◆ Penggalan Dokumen:

*****

2. Pemeriksaan fisik
- Palpasi abdomen didapatkan tumor di abdomen bagian bawah.
- Pemeriksaan ginekologik dengan pemeriksaan bimanual didapatkan tumor tersebut
menyatu dengan rahim atau mengisi kavum Douglasi.
- Konsistensi padat, kenyal, mobil, permukaan tumor umumnya rata.
3. Gambaran Klinis
Pada umumnya wanita dengan mioma tidak mengalami gejala. Gejala yang terjadi
berdasarkan ukuran dan lokasi dari mioma yaitu :
a. Menoragia (menstruasi dalam jumlah banyak)
b. Perut terasa penuh dan membesar
c. Nyeri panggul kronik (berkepanjangan)
6
Nyeri bisa terjadi saat menstruasi, setelah berhubungan seksual, atau ketika terjadi
penekanan pada panggul. Nyeri terjadi karena terpuntirnya mioma yang bertangkai, pelebaran
leher rahim akibat desakan mioma atau degenerasi (kematian sel) dari mioma. Gejala lainnya
adalah:
- Gejala gangguan berkemih akibat mioma yang besar dan menekan saluran kemih
menyebabkan gejala frekuensi (sering berkemih) dan hidronefrosis (pembesaran ginjal)
- Penekanan rektosigmoid (bagian terbawah usus besar) yang mengakibatkan konstipasi
(sulit BAB) atau sumbatan usus
- Prolaps atau keluarnya mioma melalui leher rahim dengan gejala nyeri hebat, luka, dan
infeksi
- Bendungan pembuluh darah vena daerah tungkai serta kemungkinan tromboflebitis
sekunder karena penekanan pelvis (rongga panggul)7
4. Pemeriksaan luar
Teraba massa tumor pada abdomen bagian bawah serta pergerakan tumor dapat terbatas
atau bebas.
5. Pemeriksaan dalam
Teraba tumor yang berasal dari rahim dan pergerakan tumor dapat terbatas atau bebas
dan ini biasanya ditemukan secara kebetulan.
6. Pemeriksaan penunjang
Pemeriksaan laboratorium. Anemia merupakan akibat paling sering dari mioma. Hal ini
disebabkan perdarahan uterus yang banyak dan habisnya cadangan zat besi. Kadang-kadang
mioma menghasilkan eritropoetin yang pada beberapa kasus menyebabkan polisitemia.
Adanya hubungan antara polisitemia dengan penyakit ginjal diduga akibat penekanan mioma
terhadap ureter yang menyebabkan peninggian tekanan balik ureter dan kemudian
menginduksi pembentukan eritropoetin ginjal.
USG, untuk menentukan jenis tumor, lokasi mioma, ketebalan endometrium dan
keadaan adnexa dalam rongga pelvis. Mioma juga dapat dideteksi dengan CT scan
ataupun MRI, tetapi kedua pemeriksaan itu lebih mahal dan tidak memvisualisasi uterus
sebaik USG. Untungnya, leiomiosarkoma sangat jarang karena USG tidak dapat
membedakannya dengan mioma dan konfirmasinya membutuhkan diagnosa jaringan.

*****

◆ Data yang Diberikan:

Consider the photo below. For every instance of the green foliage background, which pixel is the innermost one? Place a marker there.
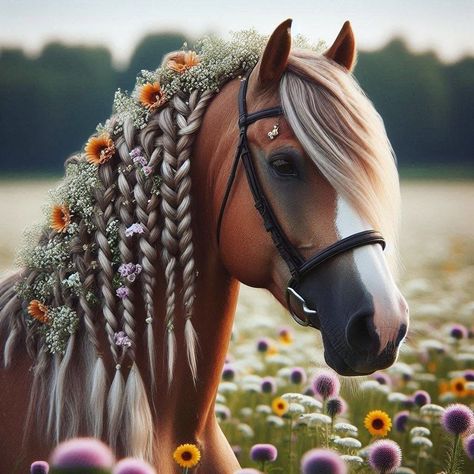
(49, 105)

*****

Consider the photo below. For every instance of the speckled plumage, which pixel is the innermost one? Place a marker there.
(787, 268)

*****

◆ Tujuan Latihan:
Jawablah pertanyaan berikut berdasarkan teks tentang mioma:
1. Apa yang dimaksud dengan menoragia?
2. Apa akibat paling sering dari mioma?
3. Dengan pemeriksaan apa saja selain USG mioma dapat dideteksi?
Baris-baris data tidak dipakai dalam latihan ini.

◆ Jawaban Tugas:
1. Menstruasi dalam jumlah banyak.
2. Anemia.
3. CT scan dan MRI.